Exercise aim
Return the entries below in their exact form, leaving the pictures out.

Stored records
------------------------

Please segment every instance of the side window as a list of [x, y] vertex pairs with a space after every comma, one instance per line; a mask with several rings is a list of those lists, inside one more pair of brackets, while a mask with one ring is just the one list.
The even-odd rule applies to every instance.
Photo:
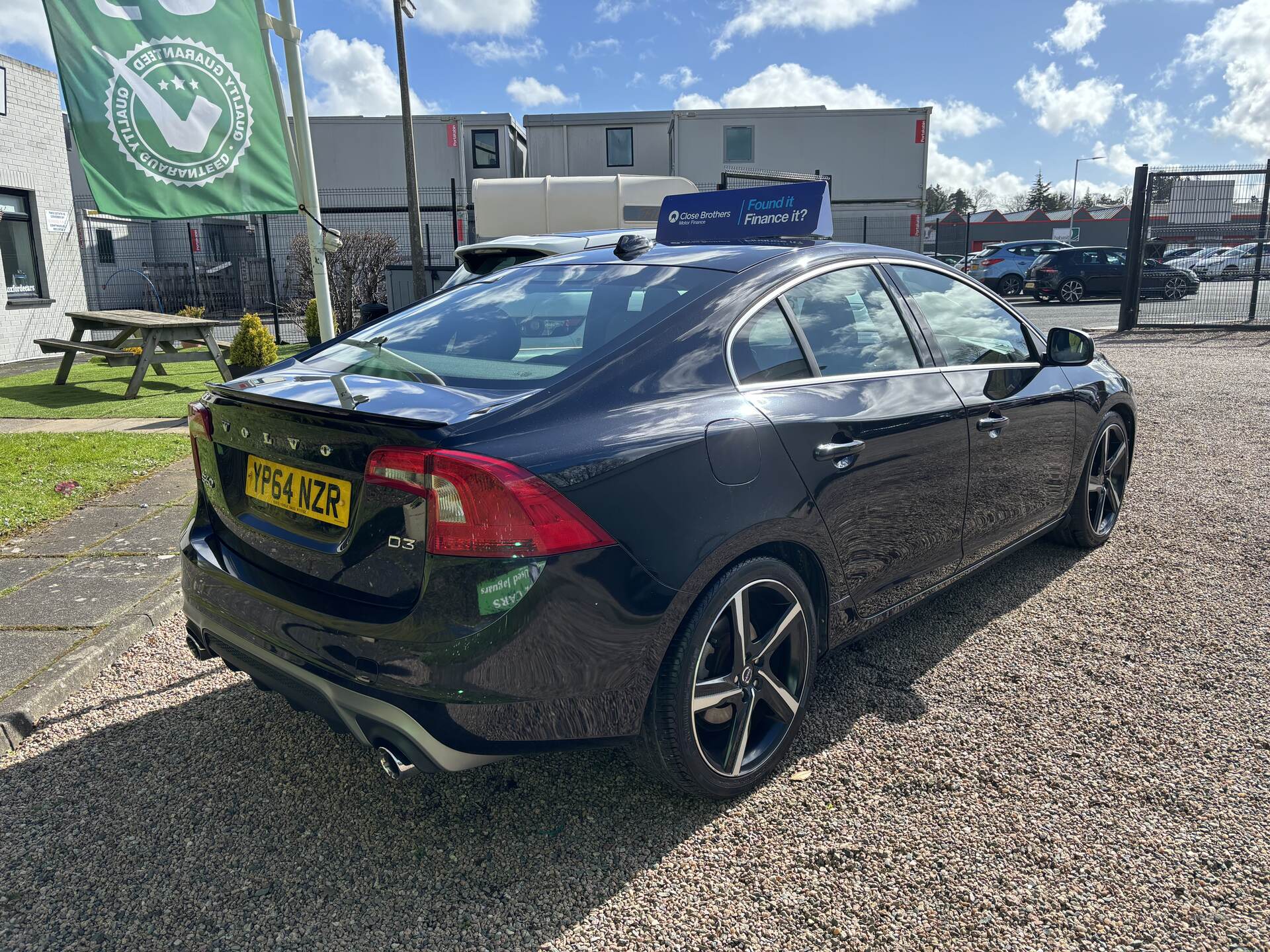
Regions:
[[919, 366], [904, 321], [871, 268], [822, 274], [786, 292], [785, 300], [827, 377]]
[[894, 268], [950, 367], [1033, 359], [1022, 325], [983, 292], [926, 268]]
[[775, 301], [745, 321], [732, 340], [738, 383], [767, 383], [812, 376], [785, 312]]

------------------------

Output below
Please segment every instance of the side window as a list of [x, y] vertex pairs with a space after every comma, one instance per line; a mask with several rings is a list of those lists, inside one more pair of brackets, while a mask with one ring is just the one list.
The even-odd rule applies to every instance.
Photo:
Regions:
[[919, 366], [904, 321], [871, 268], [822, 274], [786, 292], [785, 300], [827, 377]]
[[894, 268], [950, 367], [1033, 359], [1022, 325], [983, 292], [926, 268]]
[[775, 301], [745, 321], [732, 340], [738, 383], [767, 383], [812, 376], [785, 312]]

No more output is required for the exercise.